#### Set task
Recast everything from the line containing "like [(1084, 158)]." down through the line containing "[(1089, 536)]" as a numbered list, skipping any blank lines.

#### Exercise materials
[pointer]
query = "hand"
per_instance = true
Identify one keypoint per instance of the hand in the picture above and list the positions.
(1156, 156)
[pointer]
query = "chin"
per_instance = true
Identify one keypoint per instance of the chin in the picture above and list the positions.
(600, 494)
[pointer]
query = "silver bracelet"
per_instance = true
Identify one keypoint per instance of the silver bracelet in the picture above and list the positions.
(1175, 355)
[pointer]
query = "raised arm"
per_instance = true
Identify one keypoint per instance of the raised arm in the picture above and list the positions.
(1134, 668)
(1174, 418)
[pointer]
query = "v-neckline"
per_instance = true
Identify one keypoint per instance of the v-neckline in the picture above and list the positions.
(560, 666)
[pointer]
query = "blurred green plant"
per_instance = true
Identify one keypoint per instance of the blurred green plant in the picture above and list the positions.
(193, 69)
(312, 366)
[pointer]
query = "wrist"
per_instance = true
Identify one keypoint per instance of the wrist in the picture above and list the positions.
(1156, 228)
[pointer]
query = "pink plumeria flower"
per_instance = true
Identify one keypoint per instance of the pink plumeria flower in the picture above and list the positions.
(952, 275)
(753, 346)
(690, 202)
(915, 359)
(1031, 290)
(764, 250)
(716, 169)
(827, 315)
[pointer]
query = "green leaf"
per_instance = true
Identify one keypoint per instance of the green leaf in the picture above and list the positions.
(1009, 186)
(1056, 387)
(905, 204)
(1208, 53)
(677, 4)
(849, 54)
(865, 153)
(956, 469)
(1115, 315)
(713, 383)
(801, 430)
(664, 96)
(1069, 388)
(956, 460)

==

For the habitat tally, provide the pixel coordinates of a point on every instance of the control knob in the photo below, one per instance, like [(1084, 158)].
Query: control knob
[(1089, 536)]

---

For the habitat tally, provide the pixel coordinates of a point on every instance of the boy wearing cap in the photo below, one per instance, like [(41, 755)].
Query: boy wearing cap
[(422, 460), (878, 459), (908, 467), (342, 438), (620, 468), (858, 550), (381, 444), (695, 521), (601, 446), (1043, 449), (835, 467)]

#### Result for this exercise
1. For the habitat tally, provide the pixel coordinates of a point on every instance of the control knob in the photo below, one per instance, like [(1084, 158)].
2. Query: control knob
3. [(1089, 536)]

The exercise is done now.